▶ **Extract**:
▬▬▬

We're older than Judge Kavanaugh, but we remember the kind of white-boy, prep-school, entitled jocks that he described in his testimony, with their fixation on "brewskis" and "ralphing" and "keggers" and their elitist disdain for those not in their little cliques. Theirs is the frat-boy culture of date rape and privileged entitlement, and when you hold a member of that self-perceived elite accountable for their own actions or deny them the rewards they perceive society owes them, you get the angry, bitter, accusatory testimony that Kavanaugh gave to Congress.
And if you're at all concerned about the safety of your daughters, you should prefer that she associate with the antisocial pot-head "losers" hanging around the convenience store rather than the toxic, male-dominated aristocracy of beer-guzzling, prep-school jocks - gang rapes are much, much more likely to occur at a keg party than between bong hits.
It was clear that Kavanaugh had no interest in helping Congress get to the truth of the matter, and knowing that each Congressman had only 5 minutes each to ask questions, he filibustered his way through their allotted time by repeating his childhood accomplishments over and over, even when pointedly told not to, by pretending not to understand even the simplest question ("What do you mean, 'a bad drunk'? I'm not sure what you're talking about."), or by throwing the questions back to the Congresspersons to show how insulted he was by their audacity to even ask ("I don't know. Do YOU ever drink too much? I'm curious to know"). Someone with nothing to hide would not try to stymie an inquiry into the activities.

▬▬▬

▶ **Given information**:
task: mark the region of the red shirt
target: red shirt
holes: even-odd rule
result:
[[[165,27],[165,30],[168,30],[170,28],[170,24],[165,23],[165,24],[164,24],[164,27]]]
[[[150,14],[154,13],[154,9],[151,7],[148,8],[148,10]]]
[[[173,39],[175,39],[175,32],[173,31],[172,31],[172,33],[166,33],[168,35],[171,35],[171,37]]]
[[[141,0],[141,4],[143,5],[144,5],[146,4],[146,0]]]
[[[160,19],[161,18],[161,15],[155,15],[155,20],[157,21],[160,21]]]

▬▬▬

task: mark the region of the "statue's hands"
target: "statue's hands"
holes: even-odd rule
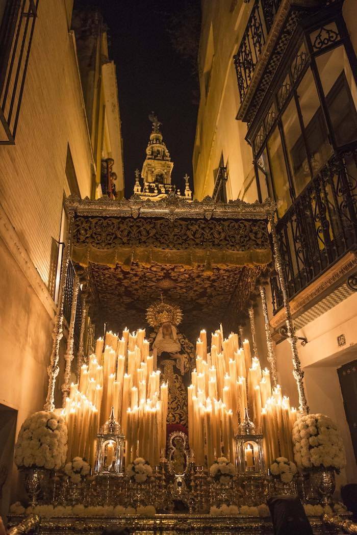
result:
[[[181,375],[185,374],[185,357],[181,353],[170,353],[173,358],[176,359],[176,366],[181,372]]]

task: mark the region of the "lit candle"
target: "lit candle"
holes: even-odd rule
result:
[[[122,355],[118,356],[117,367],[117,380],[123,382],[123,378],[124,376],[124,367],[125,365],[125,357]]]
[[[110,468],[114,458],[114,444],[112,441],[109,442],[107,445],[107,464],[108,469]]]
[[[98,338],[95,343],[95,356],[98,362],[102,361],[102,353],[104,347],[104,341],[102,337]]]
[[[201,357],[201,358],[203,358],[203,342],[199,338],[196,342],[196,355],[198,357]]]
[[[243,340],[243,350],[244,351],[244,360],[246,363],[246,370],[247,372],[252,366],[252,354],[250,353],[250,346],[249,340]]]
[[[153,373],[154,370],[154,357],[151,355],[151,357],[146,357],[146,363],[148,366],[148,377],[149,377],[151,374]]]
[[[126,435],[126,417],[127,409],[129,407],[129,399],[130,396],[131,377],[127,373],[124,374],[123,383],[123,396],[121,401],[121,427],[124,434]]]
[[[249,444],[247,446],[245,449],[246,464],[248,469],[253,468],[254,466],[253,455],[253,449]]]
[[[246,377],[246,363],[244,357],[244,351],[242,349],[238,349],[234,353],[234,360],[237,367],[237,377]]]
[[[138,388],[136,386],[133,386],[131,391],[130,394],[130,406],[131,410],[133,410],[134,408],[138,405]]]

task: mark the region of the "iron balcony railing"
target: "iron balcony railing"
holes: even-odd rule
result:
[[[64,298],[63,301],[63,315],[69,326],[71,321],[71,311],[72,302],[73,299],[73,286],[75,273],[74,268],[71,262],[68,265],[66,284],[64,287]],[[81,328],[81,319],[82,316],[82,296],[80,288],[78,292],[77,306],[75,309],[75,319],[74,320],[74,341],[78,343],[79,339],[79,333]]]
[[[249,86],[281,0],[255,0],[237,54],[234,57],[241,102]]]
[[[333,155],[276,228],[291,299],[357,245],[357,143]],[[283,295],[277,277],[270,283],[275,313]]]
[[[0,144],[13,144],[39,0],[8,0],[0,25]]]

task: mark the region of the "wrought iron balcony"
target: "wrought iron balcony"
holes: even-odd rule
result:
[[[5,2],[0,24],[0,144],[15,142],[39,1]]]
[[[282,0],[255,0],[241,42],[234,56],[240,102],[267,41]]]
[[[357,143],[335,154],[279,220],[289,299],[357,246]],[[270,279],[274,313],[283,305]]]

▬▬▬

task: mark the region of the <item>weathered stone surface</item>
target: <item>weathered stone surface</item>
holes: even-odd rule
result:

▬▬▬

▶ **Problem A**: In the opinion piece on Kavanaugh's testimony, how many minutes did each Congressman have to ask questions?
▶ **Problem B**: List the slang words that the opinion piece on Kavanaugh's testimony says the prep-school jocks were fixated on.
▶ **Problem C**: Extend the opinion piece on Kavanaugh's testimony, picking up right after its last sentence.

▶ **Reply A**: Five minutes each.

▶ **Reply B**: "brewskis", "ralphing", "keggers"

▶ **Reply C**:
His performance was so ill-tempered, so unhinged, and so unrestrained, that at some level it doesn't even matter what happened at Georgetown Prep all those years ago, at least with regards to the nomination. It doesn't matter whether or not it's "fair" to judge an adult by his or her worst adolescent excesses. Brett Kavanaugh should not be nominated to the Supreme Court simply because he made it abundantly clear by his testimony that he lacks the very character, the moral fortitude, and the restraint needed to hold the highest office of our judiciary. Not to mention that he made a sham of any prior claim to political impartiality.
In fact, The Politics Desk believes a very strong case could be made that based on his performance he should probably be impeached from his current position as a U.S. Circuit Judge.